For an assignment we have to deal with this metric, but it is not really clear to me what kind of space this metric describes. In the assignment it says: Consider the two-dimensional space-time with the metric $$ds^2=-\rho^2d\alpha^2+d\rho^2$$
Any information about this space would be much appreciated!
Try this coordinate change:
$$\begin{cases} x=\rho\sinh\alpha\\ t=\rho\cosh\alpha \end{cases}$$
And apply it to the metric $\mathrm ds^2=\mathrm dt^2-\mathrm dx^2$
You can interpret $\alpha$ as the velocity parameter and $\rho$ as points at the same interval from origin.
Added
It's easy to check that a geodesic in the minkovskian metric $\mathrm ds^2=\mathrm dt^2-\mathrm dx^2$ are straight lines in a $xt$ diagram, so is $at+bx+c=0$. They correspond to a particle following an inertial trajectory, so is, a particle moving a constant speed in a line, or to a photon or a straight ruler moving or at rest (it will be one of the three possibilities depending on the relation between $a$ and $b$, e.g. with $a=b$ the line is the trajectory f a photon). So, in the new coordinates $\rho\,,\alpha$
$$a\rho\cosh\alpha+b\rho\sinh\alpha+c=0$$
$$\rho=\frac{-c}{a\cosh\alpha+b\sinh\alpha}=\frac{-2c}{(a-b)e^{-\alpha}+(a+b)e^\alpha}=$$
$$=\frac{-2ce^\alpha}{a-b+(a+b)e^{2\alpha}}$$
Or
$$\rho=\frac{k_1e^\alpha}{k_2+e^{2\alpha}}$$
$\rho$ and $\alpha$ are named "Rindler coordinates".
----------
▶ **Work required**
In the thread about the two-dimensional space-time metric, what name is given to the coordinates ρ and α?

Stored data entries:
----------
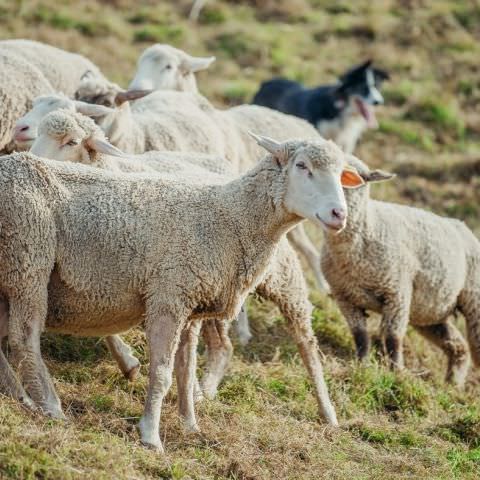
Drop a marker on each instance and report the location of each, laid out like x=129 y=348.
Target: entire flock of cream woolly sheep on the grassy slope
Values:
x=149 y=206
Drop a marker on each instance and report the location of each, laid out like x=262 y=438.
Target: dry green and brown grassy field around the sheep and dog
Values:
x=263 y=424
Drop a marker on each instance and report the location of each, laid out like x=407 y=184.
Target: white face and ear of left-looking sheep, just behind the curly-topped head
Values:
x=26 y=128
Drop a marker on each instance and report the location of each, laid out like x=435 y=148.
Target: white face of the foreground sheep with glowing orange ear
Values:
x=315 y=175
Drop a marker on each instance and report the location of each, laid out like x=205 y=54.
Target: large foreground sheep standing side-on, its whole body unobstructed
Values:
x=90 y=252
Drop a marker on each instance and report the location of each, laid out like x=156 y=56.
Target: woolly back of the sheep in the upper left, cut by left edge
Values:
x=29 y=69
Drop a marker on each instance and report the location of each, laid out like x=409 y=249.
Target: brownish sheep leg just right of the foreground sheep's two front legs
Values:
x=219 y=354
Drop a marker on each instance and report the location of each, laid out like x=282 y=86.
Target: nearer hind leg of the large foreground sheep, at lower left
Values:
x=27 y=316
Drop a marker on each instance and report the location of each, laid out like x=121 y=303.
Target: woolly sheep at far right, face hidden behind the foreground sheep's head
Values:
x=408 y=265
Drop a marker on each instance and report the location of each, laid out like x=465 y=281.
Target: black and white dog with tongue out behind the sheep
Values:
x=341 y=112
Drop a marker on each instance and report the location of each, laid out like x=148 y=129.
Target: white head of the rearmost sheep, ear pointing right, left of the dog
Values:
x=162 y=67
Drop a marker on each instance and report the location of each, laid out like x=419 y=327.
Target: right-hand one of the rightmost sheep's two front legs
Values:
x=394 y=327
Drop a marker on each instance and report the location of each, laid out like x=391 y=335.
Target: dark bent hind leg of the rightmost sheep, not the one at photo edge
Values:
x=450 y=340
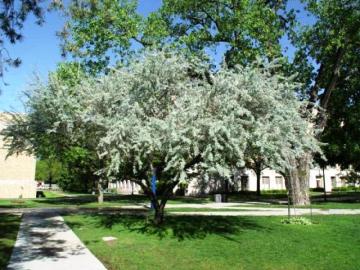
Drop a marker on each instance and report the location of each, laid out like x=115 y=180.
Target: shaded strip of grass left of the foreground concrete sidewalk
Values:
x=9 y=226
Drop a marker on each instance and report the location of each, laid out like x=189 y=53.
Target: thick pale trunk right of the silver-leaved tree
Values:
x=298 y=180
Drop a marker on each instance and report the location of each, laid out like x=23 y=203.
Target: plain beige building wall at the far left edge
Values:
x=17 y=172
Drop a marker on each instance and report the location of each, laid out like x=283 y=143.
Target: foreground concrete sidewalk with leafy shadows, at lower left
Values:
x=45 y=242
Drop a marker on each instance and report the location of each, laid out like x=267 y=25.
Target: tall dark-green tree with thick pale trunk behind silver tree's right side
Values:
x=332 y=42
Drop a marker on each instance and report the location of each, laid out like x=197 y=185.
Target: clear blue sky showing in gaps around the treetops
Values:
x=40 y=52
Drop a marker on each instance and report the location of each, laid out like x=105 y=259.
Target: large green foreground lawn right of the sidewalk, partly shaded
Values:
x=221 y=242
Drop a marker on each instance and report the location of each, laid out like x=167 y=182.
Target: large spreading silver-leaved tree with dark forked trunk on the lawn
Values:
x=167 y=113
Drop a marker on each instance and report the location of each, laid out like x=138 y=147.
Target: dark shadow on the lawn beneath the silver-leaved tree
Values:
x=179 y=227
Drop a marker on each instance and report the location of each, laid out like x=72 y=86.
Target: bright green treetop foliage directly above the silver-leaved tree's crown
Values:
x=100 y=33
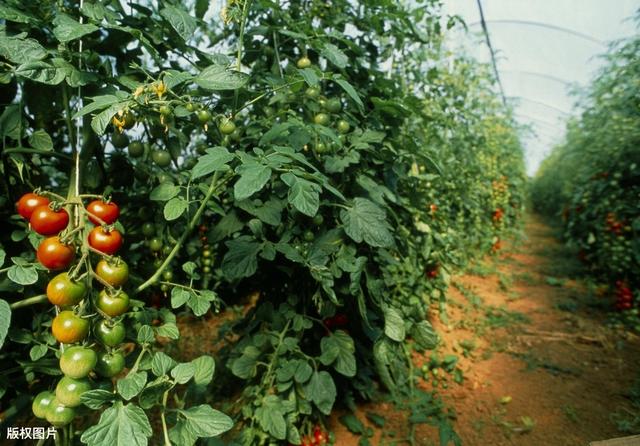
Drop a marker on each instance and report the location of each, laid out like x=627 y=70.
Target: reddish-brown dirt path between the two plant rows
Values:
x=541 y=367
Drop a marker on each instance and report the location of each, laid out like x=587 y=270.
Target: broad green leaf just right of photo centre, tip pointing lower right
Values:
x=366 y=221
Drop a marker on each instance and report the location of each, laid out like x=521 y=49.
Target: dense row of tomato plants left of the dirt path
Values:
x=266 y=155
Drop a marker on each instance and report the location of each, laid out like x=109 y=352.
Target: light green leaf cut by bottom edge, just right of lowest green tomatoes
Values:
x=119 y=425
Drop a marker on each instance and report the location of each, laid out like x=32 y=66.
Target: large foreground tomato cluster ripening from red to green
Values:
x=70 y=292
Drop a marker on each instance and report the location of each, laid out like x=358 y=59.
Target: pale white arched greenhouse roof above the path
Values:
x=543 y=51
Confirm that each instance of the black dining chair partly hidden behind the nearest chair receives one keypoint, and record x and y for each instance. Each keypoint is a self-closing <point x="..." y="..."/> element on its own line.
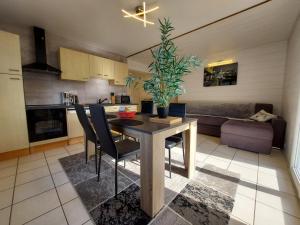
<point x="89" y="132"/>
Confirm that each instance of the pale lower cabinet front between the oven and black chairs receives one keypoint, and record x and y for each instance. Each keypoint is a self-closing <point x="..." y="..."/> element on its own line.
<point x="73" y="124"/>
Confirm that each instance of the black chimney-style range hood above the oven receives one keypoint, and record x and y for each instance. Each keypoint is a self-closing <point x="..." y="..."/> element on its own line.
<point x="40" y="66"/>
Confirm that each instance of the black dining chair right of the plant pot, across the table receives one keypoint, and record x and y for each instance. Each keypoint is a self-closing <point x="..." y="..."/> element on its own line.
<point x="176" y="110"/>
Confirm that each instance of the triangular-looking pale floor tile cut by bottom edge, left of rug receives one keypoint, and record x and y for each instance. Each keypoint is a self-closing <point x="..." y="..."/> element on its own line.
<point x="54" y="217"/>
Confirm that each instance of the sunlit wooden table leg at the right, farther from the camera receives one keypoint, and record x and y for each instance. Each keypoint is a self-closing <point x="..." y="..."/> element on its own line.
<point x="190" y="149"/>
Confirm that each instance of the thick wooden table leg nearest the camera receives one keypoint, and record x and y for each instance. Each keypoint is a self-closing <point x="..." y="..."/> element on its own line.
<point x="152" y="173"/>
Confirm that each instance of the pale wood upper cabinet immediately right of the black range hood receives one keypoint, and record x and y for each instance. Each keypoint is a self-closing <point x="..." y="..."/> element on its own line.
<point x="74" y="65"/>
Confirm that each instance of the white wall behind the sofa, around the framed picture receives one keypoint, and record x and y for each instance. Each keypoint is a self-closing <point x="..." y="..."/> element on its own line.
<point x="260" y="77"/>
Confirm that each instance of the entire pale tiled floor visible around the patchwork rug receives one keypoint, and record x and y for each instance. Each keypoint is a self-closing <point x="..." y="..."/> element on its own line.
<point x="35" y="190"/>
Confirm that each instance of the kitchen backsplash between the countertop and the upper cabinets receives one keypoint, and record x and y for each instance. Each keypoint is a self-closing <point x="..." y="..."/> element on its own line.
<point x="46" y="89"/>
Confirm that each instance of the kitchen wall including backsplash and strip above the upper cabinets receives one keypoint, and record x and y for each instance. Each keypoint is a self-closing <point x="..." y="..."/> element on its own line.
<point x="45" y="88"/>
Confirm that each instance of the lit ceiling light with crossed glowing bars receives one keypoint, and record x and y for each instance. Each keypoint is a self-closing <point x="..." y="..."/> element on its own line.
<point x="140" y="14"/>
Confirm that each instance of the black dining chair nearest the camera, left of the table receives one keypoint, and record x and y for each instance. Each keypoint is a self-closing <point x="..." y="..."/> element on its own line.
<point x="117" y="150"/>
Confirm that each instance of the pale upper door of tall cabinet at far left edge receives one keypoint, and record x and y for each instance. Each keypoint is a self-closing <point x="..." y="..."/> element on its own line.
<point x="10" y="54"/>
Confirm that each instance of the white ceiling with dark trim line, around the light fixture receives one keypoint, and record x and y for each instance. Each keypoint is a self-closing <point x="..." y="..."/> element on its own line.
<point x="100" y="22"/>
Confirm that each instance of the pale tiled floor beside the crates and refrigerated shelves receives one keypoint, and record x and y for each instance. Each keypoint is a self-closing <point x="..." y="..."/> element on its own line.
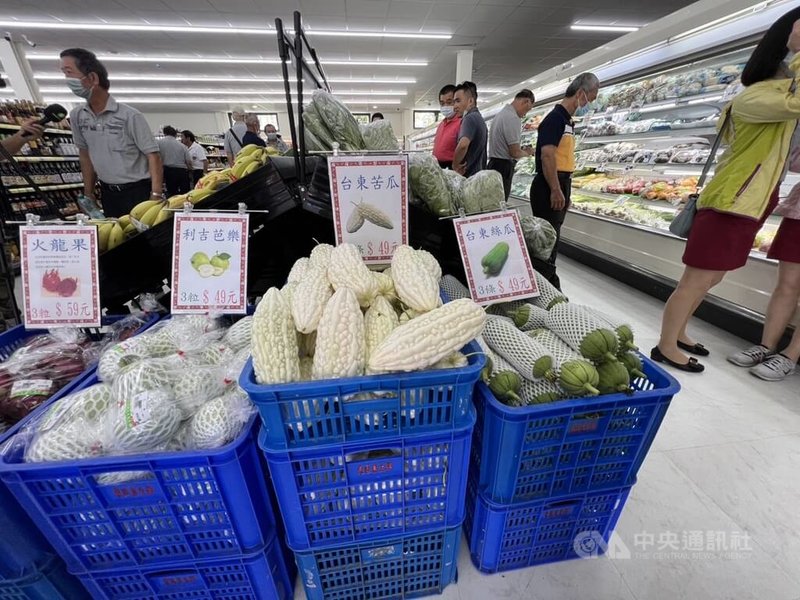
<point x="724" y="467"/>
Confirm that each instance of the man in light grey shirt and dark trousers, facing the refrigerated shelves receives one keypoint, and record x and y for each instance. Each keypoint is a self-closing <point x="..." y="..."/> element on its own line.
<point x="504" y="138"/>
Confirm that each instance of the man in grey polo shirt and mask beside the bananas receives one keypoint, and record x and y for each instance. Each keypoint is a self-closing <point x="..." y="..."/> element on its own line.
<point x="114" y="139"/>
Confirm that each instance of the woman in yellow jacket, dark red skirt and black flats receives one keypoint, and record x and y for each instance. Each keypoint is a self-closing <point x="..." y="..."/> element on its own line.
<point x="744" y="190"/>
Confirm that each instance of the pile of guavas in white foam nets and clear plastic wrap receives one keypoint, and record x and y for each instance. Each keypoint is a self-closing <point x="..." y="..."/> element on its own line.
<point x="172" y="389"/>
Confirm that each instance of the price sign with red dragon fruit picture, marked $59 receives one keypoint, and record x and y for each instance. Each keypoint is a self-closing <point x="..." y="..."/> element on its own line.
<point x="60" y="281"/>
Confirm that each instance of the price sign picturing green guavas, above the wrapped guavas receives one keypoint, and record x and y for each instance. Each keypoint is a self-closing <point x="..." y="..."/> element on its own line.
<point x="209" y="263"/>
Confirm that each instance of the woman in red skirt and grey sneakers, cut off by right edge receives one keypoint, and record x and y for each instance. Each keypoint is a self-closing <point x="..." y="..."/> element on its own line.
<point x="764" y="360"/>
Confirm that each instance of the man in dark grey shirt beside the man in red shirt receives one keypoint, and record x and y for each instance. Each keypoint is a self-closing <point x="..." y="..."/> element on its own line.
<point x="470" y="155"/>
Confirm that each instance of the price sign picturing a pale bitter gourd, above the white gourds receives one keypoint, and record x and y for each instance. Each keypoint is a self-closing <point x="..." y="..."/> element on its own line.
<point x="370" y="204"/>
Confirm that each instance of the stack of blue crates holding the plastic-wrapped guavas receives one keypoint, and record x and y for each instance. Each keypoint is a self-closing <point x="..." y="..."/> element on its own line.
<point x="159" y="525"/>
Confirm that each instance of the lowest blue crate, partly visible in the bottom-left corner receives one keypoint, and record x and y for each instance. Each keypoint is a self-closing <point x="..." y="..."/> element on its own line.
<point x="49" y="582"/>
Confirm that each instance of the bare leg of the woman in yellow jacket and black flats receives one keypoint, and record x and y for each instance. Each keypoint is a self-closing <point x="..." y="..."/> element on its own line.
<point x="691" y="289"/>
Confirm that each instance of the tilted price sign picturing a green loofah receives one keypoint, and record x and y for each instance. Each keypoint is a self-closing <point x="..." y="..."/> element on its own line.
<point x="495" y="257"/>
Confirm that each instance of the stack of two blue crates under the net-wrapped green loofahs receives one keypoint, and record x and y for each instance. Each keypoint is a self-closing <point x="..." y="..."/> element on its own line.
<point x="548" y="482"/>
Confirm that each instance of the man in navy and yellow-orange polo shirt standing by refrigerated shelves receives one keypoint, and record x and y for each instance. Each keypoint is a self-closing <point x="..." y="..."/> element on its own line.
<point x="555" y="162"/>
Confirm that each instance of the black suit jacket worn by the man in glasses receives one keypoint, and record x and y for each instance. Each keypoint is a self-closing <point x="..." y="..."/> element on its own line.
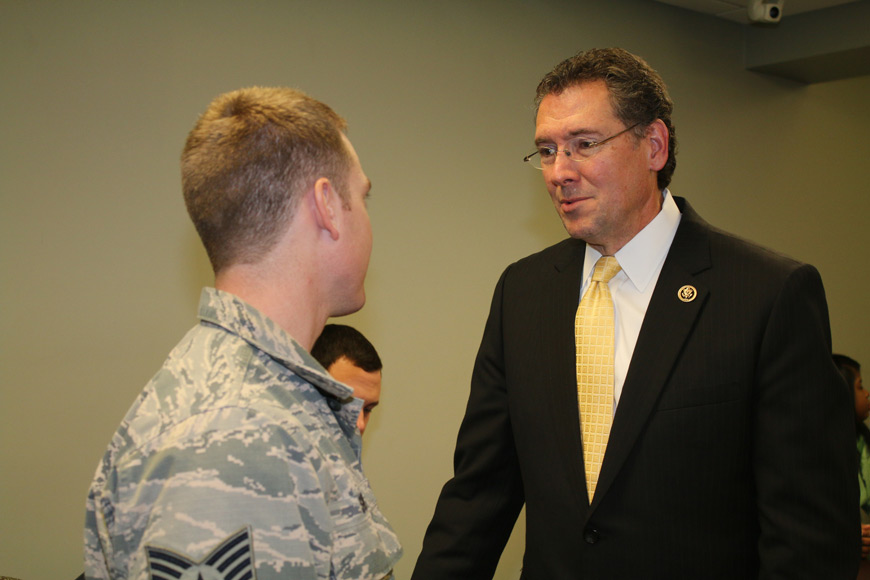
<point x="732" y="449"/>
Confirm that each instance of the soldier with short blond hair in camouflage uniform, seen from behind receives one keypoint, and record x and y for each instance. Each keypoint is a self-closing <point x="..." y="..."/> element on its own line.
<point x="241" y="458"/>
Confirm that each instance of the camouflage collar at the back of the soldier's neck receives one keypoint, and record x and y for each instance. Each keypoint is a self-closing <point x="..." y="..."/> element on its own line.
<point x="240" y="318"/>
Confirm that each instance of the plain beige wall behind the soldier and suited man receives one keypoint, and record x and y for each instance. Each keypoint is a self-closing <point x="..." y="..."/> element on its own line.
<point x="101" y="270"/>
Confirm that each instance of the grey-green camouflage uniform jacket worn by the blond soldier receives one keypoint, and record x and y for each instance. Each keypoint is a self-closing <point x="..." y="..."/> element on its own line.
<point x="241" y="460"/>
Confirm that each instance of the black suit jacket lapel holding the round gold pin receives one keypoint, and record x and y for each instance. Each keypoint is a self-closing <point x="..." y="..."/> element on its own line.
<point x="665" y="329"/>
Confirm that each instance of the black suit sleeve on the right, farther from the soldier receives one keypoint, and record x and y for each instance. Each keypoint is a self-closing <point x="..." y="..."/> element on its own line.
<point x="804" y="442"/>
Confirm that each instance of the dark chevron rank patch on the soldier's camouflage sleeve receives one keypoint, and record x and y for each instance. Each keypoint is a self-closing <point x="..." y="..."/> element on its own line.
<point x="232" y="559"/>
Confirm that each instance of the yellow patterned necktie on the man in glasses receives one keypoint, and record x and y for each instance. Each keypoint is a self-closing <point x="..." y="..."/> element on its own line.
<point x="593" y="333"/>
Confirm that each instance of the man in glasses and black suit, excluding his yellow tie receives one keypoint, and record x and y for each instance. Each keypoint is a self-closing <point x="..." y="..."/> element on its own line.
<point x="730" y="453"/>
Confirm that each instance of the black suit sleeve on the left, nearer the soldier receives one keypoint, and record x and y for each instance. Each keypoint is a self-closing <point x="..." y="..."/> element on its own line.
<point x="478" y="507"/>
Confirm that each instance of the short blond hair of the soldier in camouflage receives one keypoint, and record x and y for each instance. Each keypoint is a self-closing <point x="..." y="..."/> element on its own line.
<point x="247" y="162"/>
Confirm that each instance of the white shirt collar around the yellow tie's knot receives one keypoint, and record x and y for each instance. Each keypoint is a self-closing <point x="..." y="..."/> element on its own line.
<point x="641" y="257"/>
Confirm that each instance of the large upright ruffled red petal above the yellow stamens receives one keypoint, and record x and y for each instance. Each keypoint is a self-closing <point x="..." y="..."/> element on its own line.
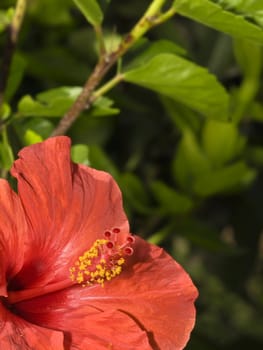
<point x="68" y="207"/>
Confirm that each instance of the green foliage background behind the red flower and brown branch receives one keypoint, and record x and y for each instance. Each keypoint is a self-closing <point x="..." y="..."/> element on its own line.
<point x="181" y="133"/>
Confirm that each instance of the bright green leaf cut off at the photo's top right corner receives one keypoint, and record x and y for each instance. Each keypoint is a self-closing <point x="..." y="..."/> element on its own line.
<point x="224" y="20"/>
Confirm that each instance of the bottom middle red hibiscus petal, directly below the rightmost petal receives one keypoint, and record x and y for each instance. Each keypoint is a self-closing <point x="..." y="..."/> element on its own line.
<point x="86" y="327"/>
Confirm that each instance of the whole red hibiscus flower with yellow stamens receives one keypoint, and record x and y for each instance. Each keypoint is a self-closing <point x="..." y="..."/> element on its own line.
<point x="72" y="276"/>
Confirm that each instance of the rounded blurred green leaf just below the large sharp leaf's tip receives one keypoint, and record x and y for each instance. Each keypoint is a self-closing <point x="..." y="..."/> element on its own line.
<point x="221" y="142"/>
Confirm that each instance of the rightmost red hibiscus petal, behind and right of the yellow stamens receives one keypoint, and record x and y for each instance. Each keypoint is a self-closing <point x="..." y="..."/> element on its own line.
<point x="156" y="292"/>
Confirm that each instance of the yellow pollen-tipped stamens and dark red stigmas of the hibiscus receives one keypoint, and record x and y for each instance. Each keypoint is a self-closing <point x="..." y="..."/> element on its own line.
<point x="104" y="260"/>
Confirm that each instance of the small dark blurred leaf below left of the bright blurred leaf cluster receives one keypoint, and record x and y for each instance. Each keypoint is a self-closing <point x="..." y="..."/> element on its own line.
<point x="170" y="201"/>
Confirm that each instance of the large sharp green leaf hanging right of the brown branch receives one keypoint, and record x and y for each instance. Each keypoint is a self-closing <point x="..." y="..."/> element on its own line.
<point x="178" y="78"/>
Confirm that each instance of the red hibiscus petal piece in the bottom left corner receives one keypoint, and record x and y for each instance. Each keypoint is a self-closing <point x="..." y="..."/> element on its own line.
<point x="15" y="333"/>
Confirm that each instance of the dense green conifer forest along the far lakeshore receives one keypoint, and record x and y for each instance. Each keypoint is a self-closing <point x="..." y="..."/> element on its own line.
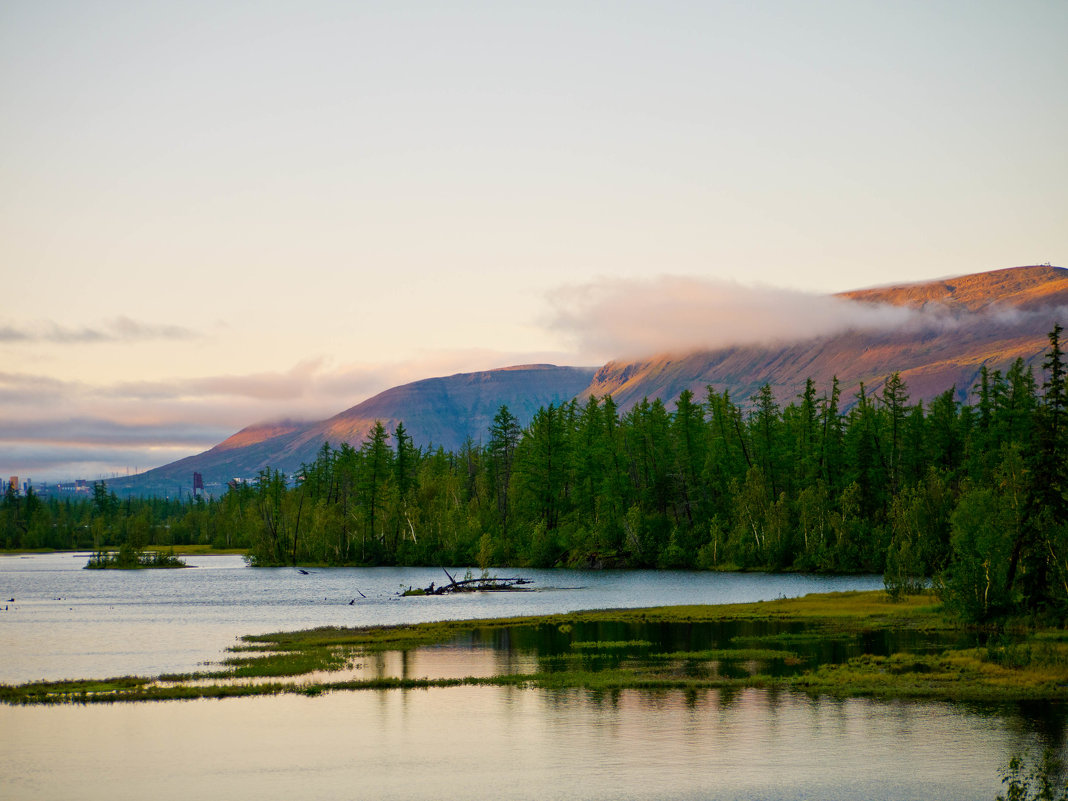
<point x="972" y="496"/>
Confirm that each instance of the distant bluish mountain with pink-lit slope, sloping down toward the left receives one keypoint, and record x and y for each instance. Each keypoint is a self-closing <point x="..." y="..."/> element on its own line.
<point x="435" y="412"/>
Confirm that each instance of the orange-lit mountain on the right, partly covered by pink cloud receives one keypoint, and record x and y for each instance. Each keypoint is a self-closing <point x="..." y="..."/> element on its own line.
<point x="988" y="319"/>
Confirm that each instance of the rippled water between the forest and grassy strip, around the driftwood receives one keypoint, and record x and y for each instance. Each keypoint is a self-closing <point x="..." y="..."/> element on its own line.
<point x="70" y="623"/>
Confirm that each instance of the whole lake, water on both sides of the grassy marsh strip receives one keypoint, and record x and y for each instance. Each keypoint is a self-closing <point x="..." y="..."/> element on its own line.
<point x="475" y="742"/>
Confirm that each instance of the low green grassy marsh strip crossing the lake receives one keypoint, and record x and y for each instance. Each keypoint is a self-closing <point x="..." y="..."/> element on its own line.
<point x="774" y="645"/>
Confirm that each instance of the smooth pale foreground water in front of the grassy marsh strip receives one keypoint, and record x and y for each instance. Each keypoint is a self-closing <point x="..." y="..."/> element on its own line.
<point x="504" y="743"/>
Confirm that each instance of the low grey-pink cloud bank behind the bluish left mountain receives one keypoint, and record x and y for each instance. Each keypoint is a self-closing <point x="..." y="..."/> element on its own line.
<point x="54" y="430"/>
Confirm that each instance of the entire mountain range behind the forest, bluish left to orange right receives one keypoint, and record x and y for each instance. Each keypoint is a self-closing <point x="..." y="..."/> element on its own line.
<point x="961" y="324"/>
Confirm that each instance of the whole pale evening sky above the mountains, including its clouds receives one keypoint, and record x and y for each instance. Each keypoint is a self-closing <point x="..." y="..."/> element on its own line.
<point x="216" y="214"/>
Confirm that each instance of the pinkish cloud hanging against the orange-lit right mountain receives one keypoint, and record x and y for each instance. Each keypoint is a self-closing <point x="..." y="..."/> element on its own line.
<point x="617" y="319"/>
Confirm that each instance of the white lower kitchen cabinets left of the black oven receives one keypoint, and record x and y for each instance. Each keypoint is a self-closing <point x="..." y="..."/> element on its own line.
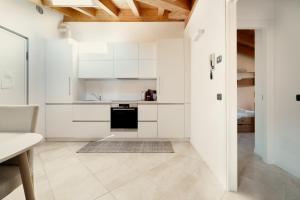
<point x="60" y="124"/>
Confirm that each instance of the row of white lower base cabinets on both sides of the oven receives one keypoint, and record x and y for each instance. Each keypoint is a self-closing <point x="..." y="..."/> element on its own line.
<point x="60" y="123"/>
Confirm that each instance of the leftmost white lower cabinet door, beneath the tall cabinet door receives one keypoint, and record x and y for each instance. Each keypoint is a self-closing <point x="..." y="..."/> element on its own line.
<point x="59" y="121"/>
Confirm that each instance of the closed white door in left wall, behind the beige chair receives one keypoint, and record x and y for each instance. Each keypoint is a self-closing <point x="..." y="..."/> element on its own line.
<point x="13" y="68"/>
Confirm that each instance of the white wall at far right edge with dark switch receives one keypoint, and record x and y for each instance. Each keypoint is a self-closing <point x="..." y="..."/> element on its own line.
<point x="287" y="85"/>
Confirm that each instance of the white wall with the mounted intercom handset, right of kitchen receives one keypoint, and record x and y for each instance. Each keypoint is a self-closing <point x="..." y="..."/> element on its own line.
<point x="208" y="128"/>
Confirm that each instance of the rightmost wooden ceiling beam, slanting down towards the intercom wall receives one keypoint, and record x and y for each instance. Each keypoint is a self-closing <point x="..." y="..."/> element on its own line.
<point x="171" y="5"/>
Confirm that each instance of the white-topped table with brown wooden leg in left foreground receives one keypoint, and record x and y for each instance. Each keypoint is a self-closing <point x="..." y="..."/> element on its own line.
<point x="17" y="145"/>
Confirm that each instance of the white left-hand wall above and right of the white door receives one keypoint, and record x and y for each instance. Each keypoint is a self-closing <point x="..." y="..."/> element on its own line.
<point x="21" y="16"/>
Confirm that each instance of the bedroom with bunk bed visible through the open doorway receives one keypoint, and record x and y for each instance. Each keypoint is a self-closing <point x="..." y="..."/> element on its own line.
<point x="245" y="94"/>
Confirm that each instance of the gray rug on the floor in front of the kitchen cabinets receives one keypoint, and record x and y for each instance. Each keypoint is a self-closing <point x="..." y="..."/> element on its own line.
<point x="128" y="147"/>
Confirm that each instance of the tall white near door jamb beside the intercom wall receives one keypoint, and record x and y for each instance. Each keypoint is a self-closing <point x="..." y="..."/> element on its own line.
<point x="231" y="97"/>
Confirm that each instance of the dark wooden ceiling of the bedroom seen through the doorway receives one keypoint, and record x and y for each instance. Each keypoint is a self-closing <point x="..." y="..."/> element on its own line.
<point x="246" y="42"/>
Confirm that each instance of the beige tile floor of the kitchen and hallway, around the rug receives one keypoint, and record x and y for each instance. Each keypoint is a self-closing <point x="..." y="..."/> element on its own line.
----------
▶ **Exercise result**
Rindler coordinates